● Try it:
Work out how many lines of the material contain the string "shelf"; the answer is that number only.

● Information provided:
__________________________________________________

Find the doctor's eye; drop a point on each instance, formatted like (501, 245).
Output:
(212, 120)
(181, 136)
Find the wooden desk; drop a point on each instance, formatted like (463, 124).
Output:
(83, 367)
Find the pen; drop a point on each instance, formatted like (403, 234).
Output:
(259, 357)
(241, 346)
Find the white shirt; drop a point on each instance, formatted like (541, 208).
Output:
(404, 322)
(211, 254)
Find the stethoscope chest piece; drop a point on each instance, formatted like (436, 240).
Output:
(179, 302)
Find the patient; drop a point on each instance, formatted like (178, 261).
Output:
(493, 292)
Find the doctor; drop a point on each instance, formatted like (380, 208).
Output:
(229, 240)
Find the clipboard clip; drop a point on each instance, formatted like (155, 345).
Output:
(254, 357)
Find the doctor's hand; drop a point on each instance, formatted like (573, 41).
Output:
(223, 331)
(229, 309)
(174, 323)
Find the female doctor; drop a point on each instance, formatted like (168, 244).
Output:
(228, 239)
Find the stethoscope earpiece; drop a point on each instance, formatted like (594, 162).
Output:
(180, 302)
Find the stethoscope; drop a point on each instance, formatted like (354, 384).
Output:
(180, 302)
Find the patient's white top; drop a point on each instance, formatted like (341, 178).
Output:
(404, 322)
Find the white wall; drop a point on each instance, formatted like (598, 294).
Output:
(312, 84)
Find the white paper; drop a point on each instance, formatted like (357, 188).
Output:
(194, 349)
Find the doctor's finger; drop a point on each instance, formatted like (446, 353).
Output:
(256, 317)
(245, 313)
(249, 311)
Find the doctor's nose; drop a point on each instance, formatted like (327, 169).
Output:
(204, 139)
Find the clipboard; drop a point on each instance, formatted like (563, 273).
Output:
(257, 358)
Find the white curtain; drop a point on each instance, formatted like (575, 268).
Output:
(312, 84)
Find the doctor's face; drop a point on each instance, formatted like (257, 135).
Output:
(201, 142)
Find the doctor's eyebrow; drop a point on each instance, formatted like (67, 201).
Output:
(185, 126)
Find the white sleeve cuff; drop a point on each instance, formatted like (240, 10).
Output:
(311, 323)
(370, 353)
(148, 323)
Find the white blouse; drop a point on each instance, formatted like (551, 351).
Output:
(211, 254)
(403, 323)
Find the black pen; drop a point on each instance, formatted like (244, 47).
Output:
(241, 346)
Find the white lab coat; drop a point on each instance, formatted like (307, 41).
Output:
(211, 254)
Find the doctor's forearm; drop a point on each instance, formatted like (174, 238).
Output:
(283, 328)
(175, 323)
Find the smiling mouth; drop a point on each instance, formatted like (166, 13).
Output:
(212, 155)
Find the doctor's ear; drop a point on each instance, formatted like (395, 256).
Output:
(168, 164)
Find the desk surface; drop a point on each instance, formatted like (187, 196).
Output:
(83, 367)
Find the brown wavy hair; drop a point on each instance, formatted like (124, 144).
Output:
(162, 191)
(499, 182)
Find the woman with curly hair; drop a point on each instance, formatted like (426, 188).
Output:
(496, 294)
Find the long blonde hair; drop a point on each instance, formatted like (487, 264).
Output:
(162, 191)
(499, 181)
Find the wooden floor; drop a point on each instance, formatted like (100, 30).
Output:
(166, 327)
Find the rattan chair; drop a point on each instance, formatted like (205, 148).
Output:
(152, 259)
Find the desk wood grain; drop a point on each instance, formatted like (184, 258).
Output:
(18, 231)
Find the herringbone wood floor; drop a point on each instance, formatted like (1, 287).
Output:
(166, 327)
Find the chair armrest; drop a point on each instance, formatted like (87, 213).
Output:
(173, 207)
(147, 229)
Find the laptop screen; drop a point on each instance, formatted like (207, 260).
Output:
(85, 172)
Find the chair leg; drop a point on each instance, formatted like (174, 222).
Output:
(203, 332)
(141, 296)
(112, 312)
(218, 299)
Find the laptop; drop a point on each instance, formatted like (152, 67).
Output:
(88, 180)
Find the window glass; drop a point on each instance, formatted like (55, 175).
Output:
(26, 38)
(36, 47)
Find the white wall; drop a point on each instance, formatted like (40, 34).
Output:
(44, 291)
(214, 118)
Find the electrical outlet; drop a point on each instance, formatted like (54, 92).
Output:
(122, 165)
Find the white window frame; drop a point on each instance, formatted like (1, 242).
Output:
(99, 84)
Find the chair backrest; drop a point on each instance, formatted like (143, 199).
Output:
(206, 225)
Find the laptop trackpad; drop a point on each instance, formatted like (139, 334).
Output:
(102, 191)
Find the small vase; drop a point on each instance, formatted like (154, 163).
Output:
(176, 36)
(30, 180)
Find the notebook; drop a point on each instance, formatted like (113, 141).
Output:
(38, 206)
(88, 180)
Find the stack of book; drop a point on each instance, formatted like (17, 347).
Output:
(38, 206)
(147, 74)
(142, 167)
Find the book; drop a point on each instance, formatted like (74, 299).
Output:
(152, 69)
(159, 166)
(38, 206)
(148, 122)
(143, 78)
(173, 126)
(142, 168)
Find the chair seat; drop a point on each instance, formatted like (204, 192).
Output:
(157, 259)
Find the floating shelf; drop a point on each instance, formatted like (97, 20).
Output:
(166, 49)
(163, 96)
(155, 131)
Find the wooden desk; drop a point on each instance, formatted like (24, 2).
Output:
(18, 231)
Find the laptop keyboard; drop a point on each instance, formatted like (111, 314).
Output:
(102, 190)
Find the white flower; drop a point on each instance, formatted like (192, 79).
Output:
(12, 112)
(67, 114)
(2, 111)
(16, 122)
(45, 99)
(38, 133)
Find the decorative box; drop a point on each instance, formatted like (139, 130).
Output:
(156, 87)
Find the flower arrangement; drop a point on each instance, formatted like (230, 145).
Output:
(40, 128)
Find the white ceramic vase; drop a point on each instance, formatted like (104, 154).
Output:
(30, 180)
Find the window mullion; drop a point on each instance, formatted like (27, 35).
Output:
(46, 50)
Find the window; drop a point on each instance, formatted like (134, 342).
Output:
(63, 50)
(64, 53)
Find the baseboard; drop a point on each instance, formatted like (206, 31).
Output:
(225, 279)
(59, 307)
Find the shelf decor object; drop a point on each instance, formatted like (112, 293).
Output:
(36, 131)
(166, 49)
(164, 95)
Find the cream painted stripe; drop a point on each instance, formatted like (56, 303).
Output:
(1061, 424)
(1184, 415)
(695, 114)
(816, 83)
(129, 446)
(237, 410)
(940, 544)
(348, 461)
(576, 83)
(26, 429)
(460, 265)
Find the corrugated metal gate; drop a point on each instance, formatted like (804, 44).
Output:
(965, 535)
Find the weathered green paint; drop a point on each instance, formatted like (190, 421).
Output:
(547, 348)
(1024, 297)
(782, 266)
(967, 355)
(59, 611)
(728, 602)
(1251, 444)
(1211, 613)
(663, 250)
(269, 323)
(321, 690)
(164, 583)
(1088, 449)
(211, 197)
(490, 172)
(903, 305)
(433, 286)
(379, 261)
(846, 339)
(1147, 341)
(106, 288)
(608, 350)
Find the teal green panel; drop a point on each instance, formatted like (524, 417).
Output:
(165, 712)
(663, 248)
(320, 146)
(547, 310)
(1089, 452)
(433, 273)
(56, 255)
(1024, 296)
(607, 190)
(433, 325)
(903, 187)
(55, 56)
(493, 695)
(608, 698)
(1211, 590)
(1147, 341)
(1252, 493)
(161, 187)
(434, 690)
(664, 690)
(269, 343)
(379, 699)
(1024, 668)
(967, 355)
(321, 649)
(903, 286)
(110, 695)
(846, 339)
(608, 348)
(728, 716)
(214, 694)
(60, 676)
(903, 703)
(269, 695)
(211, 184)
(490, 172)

__________________________________________________

● Written solution:
2